DATA PROVIDED:
▼▼▼

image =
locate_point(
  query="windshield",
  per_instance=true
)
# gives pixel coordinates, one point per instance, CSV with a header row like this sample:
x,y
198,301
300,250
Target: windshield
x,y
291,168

▲▲▲

GIVEN INSTRUCTION: Reproduce every line of the entries above, requests included, multiplying each point coordinate in the answers by 2.35 and rounding to the nearest whole number, with halves rounded up. Leave the numbers in the requests and their format samples unchanged.

REPLY:
image =
locate_point(
  query="windshield",
  per_instance=true
)
# gives pixel coordinates, one point per instance, CSV with a header row like this sample:
x,y
198,301
300,250
Target: windshield
x,y
684,395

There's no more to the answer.